BEGIN The data
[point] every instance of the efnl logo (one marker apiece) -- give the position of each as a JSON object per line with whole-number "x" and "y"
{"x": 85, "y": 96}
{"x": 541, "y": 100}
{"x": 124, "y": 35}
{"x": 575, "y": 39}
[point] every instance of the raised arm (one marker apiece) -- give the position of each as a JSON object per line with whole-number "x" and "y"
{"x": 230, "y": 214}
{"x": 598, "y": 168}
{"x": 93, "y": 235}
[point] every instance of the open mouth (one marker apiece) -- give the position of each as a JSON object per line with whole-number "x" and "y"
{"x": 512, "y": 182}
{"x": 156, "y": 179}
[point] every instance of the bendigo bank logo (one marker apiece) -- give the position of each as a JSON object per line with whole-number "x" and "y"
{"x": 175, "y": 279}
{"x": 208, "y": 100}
END The data
BEGIN The data
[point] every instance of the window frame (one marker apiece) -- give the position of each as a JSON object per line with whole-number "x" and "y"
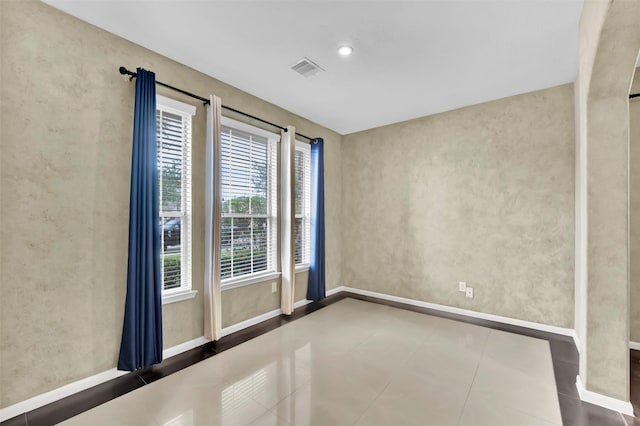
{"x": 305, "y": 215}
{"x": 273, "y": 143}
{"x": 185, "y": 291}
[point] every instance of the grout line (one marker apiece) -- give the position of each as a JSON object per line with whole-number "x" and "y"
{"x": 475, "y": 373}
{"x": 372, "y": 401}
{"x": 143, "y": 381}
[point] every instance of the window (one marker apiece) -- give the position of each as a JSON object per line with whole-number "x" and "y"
END The data
--- What is required ---
From the records above, transcribe without alteration every line from the one with "[point] every instance of the grout" to the one with "[point] every instance of the window (one", inclusive.

--- Expected output ---
[point] every instance of the grout line (one marker apiece) -- give the position of each as a JSON object per line with whole-number "x" and "y"
{"x": 475, "y": 373}
{"x": 372, "y": 401}
{"x": 143, "y": 381}
[point] every instance of the window (one marker apiece) -- give the position of each as a JSON object per line with whole-number "x" and "y"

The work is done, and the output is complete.